*** Opening of RECORDS PROVIDED ***
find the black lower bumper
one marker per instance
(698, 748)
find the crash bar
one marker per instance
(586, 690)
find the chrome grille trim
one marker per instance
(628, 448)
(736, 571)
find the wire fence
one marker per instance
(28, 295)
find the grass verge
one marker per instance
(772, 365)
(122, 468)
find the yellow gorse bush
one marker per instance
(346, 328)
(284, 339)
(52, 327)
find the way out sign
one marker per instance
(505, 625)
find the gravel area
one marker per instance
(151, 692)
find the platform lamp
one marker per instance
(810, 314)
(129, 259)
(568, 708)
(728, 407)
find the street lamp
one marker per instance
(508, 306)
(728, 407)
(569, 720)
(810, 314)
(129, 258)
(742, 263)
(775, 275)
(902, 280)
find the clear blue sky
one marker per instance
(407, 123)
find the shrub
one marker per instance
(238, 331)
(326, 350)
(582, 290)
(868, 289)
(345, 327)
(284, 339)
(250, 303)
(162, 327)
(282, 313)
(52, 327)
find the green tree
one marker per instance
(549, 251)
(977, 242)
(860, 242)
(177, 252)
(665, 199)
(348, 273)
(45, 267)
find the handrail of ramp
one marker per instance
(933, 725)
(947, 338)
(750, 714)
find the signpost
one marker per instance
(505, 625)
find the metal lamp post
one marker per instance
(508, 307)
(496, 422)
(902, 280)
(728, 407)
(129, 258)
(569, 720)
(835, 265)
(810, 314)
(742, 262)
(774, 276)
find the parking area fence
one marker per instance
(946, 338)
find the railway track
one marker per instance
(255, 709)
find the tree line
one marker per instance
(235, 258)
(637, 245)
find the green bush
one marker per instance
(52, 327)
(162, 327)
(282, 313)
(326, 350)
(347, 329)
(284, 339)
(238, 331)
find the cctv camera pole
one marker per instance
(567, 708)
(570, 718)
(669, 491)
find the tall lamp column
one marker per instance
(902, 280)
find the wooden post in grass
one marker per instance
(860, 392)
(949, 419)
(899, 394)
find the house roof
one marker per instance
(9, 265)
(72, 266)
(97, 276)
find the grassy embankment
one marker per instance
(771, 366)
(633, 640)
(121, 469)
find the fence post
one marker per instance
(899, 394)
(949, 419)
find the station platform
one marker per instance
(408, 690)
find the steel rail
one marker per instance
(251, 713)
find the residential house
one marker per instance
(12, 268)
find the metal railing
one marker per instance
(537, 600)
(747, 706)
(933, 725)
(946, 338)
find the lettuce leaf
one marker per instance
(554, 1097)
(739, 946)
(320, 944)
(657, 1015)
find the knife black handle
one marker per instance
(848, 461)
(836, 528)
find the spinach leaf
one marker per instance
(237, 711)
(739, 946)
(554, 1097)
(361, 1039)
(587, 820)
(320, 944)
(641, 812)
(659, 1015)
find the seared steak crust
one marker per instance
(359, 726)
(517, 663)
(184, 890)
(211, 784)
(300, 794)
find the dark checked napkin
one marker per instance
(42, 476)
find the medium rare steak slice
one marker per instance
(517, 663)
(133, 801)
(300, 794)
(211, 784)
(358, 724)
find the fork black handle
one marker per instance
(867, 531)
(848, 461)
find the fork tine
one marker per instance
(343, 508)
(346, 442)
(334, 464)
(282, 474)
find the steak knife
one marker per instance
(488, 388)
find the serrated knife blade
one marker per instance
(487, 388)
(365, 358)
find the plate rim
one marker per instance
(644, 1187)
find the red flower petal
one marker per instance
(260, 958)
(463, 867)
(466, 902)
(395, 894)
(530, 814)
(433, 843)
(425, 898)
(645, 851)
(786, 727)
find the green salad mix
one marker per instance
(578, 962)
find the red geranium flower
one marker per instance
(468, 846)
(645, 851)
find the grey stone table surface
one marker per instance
*** Close of RECORDS PROVIDED ***
* WHAT IS NEEDED
All lines in the records with the string "flower" should be copied out.

* EXPECTED ANSWER
find the red flower petal
find the red geranium flower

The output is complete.